[Entries from an annotation dataset]
** begin **

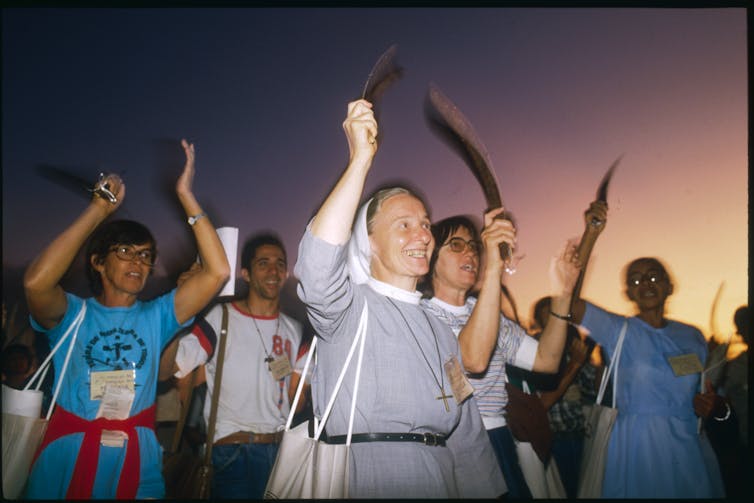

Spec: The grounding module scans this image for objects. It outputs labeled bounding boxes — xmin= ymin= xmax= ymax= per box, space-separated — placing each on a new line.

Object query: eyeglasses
xmin=627 ymin=271 xmax=665 ymax=286
xmin=443 ymin=236 xmax=479 ymax=254
xmin=110 ymin=245 xmax=156 ymax=267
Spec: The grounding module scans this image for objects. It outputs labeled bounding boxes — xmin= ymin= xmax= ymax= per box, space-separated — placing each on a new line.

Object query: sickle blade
xmin=424 ymin=84 xmax=513 ymax=261
xmin=597 ymin=158 xmax=623 ymax=203
xmin=424 ymin=84 xmax=503 ymax=209
xmin=361 ymin=44 xmax=403 ymax=106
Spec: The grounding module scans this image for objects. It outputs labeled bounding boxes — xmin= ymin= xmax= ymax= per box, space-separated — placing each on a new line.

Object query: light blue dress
xmin=26 ymin=290 xmax=193 ymax=499
xmin=582 ymin=303 xmax=724 ymax=498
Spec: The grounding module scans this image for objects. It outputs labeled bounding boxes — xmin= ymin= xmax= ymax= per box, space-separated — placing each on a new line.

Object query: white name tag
xmin=270 ymin=355 xmax=293 ymax=381
xmin=89 ymin=369 xmax=136 ymax=400
xmin=445 ymin=355 xmax=474 ymax=405
xmin=668 ymin=353 xmax=704 ymax=377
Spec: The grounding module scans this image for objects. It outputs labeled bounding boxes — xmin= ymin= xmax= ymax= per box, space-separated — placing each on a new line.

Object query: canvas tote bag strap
xmin=595 ymin=319 xmax=628 ymax=408
xmin=170 ymin=367 xmax=199 ymax=452
xmin=285 ymin=335 xmax=317 ymax=430
xmin=24 ymin=301 xmax=86 ymax=390
xmin=204 ymin=303 xmax=228 ymax=465
xmin=30 ymin=301 xmax=86 ymax=421
xmin=306 ymin=302 xmax=369 ymax=445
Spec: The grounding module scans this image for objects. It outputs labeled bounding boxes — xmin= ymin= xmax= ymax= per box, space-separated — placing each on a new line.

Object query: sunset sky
xmin=2 ymin=8 xmax=749 ymax=344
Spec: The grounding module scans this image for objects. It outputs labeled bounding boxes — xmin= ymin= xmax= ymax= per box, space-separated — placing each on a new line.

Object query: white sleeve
xmin=513 ymin=335 xmax=539 ymax=370
xmin=174 ymin=334 xmax=208 ymax=379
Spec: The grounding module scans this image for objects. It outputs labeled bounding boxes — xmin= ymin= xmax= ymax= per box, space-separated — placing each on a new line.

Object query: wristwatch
xmin=188 ymin=212 xmax=207 ymax=226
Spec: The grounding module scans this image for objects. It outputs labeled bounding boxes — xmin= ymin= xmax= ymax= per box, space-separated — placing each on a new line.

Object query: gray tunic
xmin=294 ymin=230 xmax=507 ymax=498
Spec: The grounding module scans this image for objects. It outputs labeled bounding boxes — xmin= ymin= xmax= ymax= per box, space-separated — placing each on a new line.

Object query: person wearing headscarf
xmin=571 ymin=201 xmax=729 ymax=498
xmin=294 ymin=100 xmax=506 ymax=498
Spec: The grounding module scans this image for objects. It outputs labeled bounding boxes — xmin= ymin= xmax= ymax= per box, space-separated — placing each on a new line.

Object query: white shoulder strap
xmin=24 ymin=300 xmax=86 ymax=420
xmin=285 ymin=302 xmax=369 ymax=444
xmin=596 ymin=319 xmax=628 ymax=408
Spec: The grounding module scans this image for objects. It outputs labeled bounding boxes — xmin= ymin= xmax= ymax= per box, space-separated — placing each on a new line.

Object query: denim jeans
xmin=212 ymin=444 xmax=278 ymax=499
xmin=552 ymin=435 xmax=584 ymax=499
xmin=487 ymin=426 xmax=532 ymax=499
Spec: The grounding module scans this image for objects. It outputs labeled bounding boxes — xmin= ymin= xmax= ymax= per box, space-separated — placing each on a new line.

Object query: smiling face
xmin=432 ymin=223 xmax=479 ymax=302
xmin=369 ymin=194 xmax=434 ymax=291
xmin=241 ymin=244 xmax=288 ymax=301
xmin=626 ymin=258 xmax=673 ymax=311
xmin=90 ymin=243 xmax=153 ymax=300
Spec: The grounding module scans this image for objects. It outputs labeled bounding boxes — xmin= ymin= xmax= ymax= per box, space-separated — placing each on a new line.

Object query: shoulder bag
xmin=264 ymin=303 xmax=369 ymax=499
xmin=162 ymin=303 xmax=228 ymax=500
xmin=3 ymin=301 xmax=86 ymax=499
xmin=577 ymin=320 xmax=628 ymax=498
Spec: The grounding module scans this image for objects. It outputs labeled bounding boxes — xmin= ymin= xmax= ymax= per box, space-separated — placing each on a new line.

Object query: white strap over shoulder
xmin=285 ymin=301 xmax=369 ymax=444
xmin=24 ymin=300 xmax=86 ymax=420
xmin=595 ymin=319 xmax=628 ymax=408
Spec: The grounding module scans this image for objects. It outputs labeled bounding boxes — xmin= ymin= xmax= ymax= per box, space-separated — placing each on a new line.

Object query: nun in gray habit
xmin=294 ymin=187 xmax=507 ymax=498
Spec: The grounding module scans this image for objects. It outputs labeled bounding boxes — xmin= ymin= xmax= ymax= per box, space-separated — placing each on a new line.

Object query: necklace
xmin=246 ymin=299 xmax=280 ymax=370
xmin=387 ymin=297 xmax=452 ymax=412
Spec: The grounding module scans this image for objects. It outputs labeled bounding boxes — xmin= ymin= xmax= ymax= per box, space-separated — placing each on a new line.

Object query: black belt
xmin=327 ymin=433 xmax=447 ymax=447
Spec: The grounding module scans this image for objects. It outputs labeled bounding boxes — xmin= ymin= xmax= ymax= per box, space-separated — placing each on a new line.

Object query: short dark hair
xmin=623 ymin=257 xmax=673 ymax=284
xmin=85 ymin=220 xmax=157 ymax=295
xmin=419 ymin=215 xmax=479 ymax=297
xmin=241 ymin=232 xmax=288 ymax=271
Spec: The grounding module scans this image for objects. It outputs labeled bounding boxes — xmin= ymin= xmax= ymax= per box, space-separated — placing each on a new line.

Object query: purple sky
xmin=2 ymin=8 xmax=748 ymax=335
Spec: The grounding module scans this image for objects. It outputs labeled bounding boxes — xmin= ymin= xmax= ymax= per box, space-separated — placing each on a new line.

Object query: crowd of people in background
xmin=2 ymin=100 xmax=751 ymax=499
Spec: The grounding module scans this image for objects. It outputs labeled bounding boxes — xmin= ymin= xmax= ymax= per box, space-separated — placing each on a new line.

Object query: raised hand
xmin=550 ymin=239 xmax=581 ymax=296
xmin=92 ymin=173 xmax=126 ymax=215
xmin=343 ymin=100 xmax=378 ymax=159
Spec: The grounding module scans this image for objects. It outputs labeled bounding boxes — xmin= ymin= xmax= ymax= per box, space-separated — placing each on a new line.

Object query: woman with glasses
xmin=572 ymin=201 xmax=730 ymax=498
xmin=422 ymin=208 xmax=579 ymax=499
xmin=295 ymin=100 xmax=505 ymax=499
xmin=24 ymin=140 xmax=230 ymax=499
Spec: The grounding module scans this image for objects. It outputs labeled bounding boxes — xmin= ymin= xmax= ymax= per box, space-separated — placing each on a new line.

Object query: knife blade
xmin=424 ymin=84 xmax=512 ymax=261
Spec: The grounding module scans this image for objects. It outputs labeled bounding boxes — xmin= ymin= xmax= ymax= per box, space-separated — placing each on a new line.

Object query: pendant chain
xmin=387 ymin=297 xmax=447 ymax=402
xmin=245 ymin=299 xmax=280 ymax=363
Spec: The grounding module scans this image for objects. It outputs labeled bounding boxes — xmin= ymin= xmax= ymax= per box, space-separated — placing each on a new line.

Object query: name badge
xmin=270 ymin=355 xmax=293 ymax=381
xmin=96 ymin=385 xmax=134 ymax=448
xmin=89 ymin=369 xmax=136 ymax=400
xmin=668 ymin=353 xmax=704 ymax=377
xmin=444 ymin=355 xmax=474 ymax=405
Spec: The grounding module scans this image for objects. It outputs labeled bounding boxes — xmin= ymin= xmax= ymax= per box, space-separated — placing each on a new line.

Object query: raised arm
xmin=458 ymin=208 xmax=516 ymax=374
xmin=569 ymin=201 xmax=607 ymax=324
xmin=175 ymin=140 xmax=230 ymax=324
xmin=532 ymin=242 xmax=581 ymax=373
xmin=311 ymin=100 xmax=377 ymax=245
xmin=24 ymin=174 xmax=126 ymax=328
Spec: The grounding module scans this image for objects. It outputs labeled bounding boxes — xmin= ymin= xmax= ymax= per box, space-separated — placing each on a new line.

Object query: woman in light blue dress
xmin=571 ymin=202 xmax=727 ymax=498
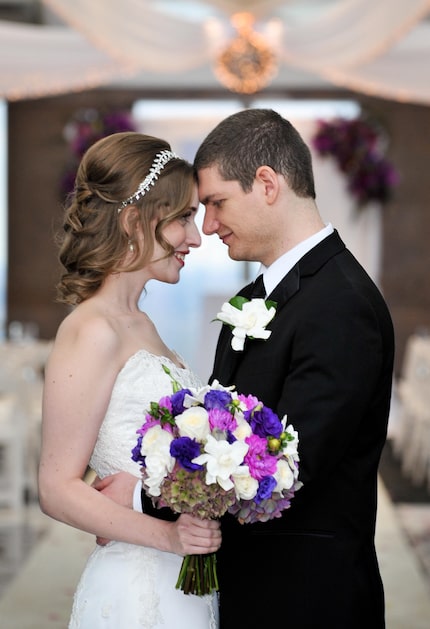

** end **

Task details | List every line of the material above that contains the word "dress", matching case exactly.

Written answer |
Object query: light blue dress
Object query: woman in light blue dress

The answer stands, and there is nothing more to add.